Stored data entries –
===============

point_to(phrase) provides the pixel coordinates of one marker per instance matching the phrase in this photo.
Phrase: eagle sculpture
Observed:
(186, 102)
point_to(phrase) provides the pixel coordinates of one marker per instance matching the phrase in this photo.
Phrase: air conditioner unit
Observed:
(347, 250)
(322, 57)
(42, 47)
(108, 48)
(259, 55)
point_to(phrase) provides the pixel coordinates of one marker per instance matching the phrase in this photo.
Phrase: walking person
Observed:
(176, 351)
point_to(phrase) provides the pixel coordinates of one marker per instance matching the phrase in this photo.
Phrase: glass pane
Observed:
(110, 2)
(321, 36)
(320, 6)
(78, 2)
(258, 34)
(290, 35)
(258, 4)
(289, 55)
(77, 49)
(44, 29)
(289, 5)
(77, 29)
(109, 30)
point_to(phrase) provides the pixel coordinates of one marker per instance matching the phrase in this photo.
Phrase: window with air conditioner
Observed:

===============

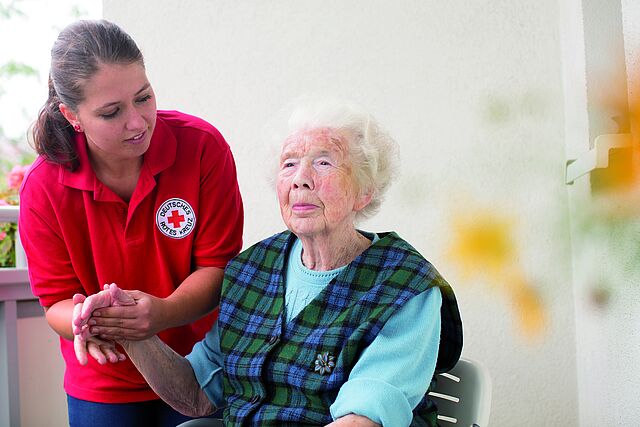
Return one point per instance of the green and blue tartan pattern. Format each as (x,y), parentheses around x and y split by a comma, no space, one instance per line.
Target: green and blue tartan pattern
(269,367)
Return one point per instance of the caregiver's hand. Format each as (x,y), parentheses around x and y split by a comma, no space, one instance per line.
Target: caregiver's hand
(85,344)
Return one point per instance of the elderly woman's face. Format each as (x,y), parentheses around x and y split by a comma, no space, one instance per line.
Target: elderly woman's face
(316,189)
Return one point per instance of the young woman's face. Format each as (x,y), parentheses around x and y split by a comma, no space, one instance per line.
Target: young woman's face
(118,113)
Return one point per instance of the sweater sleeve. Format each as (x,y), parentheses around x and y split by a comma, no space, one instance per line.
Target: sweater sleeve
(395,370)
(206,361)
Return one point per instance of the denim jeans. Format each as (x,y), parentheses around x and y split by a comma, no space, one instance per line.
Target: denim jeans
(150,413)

===============

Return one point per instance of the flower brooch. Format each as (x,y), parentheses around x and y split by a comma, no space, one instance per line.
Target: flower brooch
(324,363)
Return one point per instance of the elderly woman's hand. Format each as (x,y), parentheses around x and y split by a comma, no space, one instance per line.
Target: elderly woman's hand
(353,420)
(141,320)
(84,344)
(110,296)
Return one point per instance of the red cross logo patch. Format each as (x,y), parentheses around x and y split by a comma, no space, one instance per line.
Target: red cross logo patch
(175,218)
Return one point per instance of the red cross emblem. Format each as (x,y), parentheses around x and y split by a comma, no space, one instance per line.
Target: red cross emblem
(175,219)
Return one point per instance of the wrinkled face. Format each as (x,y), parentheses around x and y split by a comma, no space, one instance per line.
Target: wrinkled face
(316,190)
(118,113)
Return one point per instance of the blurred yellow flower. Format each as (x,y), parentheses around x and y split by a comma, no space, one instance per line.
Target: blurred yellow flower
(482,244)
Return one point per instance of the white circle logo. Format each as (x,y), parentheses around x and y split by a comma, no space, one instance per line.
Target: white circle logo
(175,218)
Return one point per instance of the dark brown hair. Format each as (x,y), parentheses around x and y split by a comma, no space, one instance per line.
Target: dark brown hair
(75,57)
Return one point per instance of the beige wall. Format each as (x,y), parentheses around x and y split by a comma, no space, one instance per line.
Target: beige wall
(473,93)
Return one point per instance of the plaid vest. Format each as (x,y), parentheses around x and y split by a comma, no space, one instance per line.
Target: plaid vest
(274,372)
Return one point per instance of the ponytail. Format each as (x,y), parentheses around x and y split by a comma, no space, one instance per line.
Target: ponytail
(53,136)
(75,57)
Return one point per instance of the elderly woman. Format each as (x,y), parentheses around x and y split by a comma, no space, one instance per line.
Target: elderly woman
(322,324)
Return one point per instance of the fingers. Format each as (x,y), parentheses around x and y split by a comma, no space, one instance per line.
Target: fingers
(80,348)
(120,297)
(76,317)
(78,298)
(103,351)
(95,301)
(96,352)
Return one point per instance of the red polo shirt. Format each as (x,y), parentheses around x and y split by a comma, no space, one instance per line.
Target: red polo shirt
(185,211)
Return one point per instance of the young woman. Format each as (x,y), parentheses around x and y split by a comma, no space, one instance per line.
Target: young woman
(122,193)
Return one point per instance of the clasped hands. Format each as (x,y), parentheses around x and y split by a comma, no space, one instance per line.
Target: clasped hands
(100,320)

===============

WORK ITEM –
Would you output, from the records above, exactly the run of lines that starts at the line containing "Target: dark brown hair" and ends at the line containing "Return one point per instance of the plaid", and only that run?

RESPONSE –
Target: dark brown hair
(75,57)
Return one point per instance of the beige wall. Format each as (x,y), parentheses around x and y split by a comma, no space, one instance per line.
Target: beige wall
(473,93)
Return one point per instance of the plaid vest. Format each as (x,y), parentheses around x and y split by a comma, no space, one instance per line.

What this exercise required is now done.